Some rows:
##############################

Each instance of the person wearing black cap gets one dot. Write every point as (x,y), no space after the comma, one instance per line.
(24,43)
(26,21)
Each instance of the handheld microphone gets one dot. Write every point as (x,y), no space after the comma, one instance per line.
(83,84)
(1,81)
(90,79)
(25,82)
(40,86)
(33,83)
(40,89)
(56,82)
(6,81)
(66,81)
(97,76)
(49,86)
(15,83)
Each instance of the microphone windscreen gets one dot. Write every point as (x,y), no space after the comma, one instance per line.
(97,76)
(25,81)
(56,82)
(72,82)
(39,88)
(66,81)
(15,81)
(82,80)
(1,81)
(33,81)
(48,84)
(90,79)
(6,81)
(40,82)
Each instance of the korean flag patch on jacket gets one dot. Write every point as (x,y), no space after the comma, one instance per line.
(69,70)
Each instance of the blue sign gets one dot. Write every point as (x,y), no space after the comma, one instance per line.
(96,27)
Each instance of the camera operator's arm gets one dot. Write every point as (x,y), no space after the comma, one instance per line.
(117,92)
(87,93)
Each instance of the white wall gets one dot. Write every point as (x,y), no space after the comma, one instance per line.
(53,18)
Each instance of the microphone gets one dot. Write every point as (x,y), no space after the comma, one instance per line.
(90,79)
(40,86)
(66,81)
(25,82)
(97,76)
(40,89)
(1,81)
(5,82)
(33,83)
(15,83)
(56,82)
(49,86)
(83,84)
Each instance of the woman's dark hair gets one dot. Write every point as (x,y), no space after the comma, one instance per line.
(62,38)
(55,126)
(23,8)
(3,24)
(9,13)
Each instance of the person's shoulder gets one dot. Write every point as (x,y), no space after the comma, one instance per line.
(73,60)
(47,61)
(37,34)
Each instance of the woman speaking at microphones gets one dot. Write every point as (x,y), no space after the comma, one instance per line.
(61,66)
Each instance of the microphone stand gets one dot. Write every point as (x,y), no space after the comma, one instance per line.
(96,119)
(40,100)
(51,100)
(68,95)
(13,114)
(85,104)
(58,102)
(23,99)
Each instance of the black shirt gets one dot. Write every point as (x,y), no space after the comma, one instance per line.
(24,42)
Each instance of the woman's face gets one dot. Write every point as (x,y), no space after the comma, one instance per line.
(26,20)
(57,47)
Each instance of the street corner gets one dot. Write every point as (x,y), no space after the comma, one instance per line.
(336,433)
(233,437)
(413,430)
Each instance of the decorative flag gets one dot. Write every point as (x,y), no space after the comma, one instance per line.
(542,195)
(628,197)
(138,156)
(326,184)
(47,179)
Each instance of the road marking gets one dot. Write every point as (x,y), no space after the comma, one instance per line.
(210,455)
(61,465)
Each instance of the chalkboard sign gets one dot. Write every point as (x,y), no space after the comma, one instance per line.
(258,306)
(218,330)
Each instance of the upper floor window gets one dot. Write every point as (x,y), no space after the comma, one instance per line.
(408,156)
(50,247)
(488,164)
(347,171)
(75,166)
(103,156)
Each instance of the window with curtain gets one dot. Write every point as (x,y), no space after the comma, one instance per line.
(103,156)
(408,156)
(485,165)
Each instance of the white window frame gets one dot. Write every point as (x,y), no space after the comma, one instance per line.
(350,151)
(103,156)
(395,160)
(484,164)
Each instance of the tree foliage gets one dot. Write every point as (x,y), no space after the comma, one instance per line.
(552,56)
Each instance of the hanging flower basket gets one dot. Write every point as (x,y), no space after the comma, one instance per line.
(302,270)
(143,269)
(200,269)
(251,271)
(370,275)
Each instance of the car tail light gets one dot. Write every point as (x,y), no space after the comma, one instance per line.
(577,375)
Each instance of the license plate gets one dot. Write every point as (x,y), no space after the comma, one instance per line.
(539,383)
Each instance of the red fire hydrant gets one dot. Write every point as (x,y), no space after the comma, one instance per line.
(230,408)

##############################

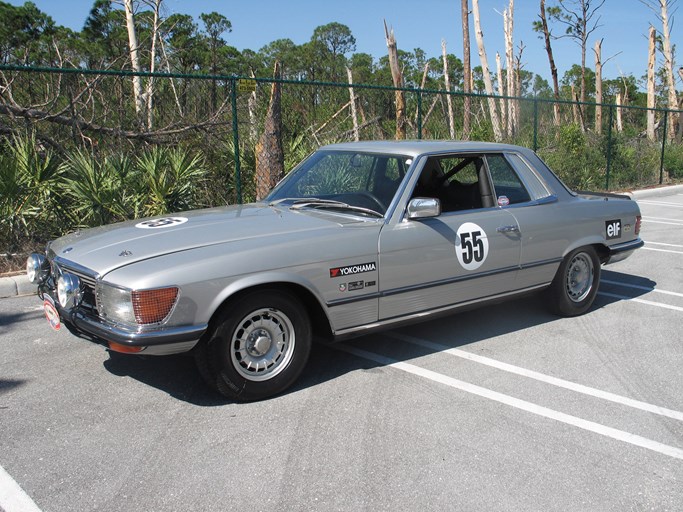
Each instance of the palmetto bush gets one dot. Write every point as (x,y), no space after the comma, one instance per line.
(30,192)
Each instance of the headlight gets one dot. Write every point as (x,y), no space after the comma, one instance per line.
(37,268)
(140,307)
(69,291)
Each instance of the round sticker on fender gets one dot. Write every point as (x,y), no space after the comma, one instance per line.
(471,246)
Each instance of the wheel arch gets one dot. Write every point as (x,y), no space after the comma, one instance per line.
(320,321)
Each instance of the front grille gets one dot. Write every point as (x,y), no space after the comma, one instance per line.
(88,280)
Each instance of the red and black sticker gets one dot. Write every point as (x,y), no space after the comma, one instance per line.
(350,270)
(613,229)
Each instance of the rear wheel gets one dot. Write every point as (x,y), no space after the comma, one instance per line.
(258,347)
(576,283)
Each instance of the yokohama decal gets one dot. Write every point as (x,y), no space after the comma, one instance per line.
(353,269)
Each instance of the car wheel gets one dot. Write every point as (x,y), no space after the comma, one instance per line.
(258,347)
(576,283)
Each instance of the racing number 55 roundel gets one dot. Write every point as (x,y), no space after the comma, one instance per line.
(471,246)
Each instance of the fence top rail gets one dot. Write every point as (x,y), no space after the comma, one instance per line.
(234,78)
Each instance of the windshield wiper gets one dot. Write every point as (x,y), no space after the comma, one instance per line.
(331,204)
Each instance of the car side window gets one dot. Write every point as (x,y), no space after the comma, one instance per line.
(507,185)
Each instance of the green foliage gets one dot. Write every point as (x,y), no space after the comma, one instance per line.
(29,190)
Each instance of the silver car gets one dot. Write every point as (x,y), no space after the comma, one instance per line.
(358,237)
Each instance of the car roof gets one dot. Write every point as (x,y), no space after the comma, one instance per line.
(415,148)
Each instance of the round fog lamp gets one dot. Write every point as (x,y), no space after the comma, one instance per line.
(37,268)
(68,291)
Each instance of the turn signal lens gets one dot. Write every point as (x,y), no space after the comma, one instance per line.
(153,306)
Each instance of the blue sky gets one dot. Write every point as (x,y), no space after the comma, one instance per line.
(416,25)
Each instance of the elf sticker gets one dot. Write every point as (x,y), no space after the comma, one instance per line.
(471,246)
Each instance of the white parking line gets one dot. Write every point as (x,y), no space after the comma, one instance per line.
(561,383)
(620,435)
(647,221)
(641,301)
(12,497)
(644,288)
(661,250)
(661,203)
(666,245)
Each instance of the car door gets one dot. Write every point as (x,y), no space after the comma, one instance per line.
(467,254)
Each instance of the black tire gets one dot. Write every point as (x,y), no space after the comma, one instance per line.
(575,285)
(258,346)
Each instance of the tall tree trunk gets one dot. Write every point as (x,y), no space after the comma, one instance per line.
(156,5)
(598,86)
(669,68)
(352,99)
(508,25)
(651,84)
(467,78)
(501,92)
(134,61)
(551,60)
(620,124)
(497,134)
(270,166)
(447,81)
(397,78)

##############################

**Exercise description**
Report each line in the rows above that contains the word "sticker", copying every such line in full.

**Solution**
Each instance of the round sticker on fender gets one dot. Write every point as (x,y), no space after the comma, one instance per line.
Each instance of the red and black sticker gets one dot. Write every point as (x,y), no space after the comma, one instance per line.
Each instance of the elf sticker gets one dot. Write every point as (x,y), no space after the comma, one instance per line.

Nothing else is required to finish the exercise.